Activity list ▸
A. Reproduce the passage on reporting restrictions in the Letby case from "This created an" up to and including "block was lifted.", changing "tabloid and broadsheet coverage" to "newspaper coverage".
B. Extend the passage on reporting restrictions in the Letby case beyond its final sentence.

Selected extract ▸

What reporting restrictions actually are
In English criminal procedure, reporting restrictions are court orders limiting what may be published about live proceedings. Their function is protective: they stop a jury being contaminated by extraneous material, stop a defendant’s fair-trial rights being undermined by prejudicial reporting, and stop witnesses being identified where the court has made them anonymous. Breach is contempt of court, which carries criminal penalties.
Restrictions are not inherently controversial. They apply to every major criminal trial in England and Wales. The Letby case used them in a textbook way: no identification of the infants by name; no reporting of material not adduced in evidence; no reporting of jury deliberations.
Where the restrictions did more than that
Where this case differs from most is in the combination of three features:
- A retrial following the original trial. The Child K retrial opened in June 2024. UK reporting restrictions applied throughout. During this window, any publication that might be read by a jury pool had strong incentive to be cautious about airing critiques of the original convictions, in case those critiques became prejudicial material.
- A large dormant body of expert critique. By spring 2024, independent experts had begun to publish detailed critiques of the medical evidence. The May 2024 Rachel Aviv New Yorker piece was the most comprehensive of these.
- Trans-Atlantic publishing. The New Yorker is published in the United States, but its online edition is read worldwide. UK contempt law applies to anything readable in the UK. The publisher took legal advice and opted to geo-block UK readers from the article during the retrial, rather than risk a UK contempt action.
The Aviv geo-block as a natural experiment
The effect of the geo-block is worth understanding. During the retrial, a UK reader typing “Rachel Aviv Lucy Letby New Yorker” into a search engine was shown a link that, when clicked, returned a block page. An identical search from France, Germany, Ireland, the Netherlands, the United States or Australia returned the article.
This created an unusual situation: the best-resourced, most rigorously fact-checked international long-form critique of the evidence was freely available to every major country except the one whose public most needed access to it. UK readers continued to be served the UK tabloid and broadsheet coverage, which had largely accepted the prosecution framing. International readers had a second frame available. The gap between UK and international public understanding of the case widened over the months the block was in force, and the gap did not fully close when the block was lifted.

Records provided ▸
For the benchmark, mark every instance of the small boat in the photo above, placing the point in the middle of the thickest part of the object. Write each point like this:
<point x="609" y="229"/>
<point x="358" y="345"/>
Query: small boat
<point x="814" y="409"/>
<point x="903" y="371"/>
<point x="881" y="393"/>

Results ▸
A.
This created an unusual situation: the best-resourced, most rigorously fact-checked international long-form critique of the evidence was freely available to every major country except the one whose public most needed access to it. UK readers continued to be served the UK newspaper coverage, which had largely accepted the prosecution framing. International readers had a second frame available. The gap between UK and international public understanding of the case widened over the months the block was in force, and the gap did not fully close when the block was lifted.

B.
For the Aviv piece itself, see our biography of Rachel Aviv.
Why this is not a criticism of reporting restrictions per se
The purpose of reporting restrictions is the protection of fair trial, which is load-bearing for the criminal justice system as a whole. Saying the restrictions had a second-order effect on public understanding is not saying they should not have existed. It is saying that in this particular case the usual trade-off ran in a direction worth noticing: the restrictions kept the UK public from the most substantial public critique of the evidence, at a moment when a new trial was determining the same question the critique addressed.
What changed after the retrial ended
The retrial concluded with a conviction on 2 July 2024. Restrictions lapsed. UK readers could then access the Aviv piece, the Private Eye coverage, and the full published record of independent expert criticism. The Shoo Lee Panel press conference followed in February 2025. David Davis’s Commons adjournment debate in November 2024 brought the critiques onto the parliamentary record. By summer 2025 the UK public had access to roughly the same evidence as the international public.
The intervening period — roughly May 2024 to February 2025 — is the window in which UK public opinion was formed without the dissenting evidence fully available. Opinion is sticky. The fact that the evidence is now available does not automatically mean the public reading of the case has caught up with the expert reading of it. That is part of why this site, and the wider network of sites it aggregates from, exists.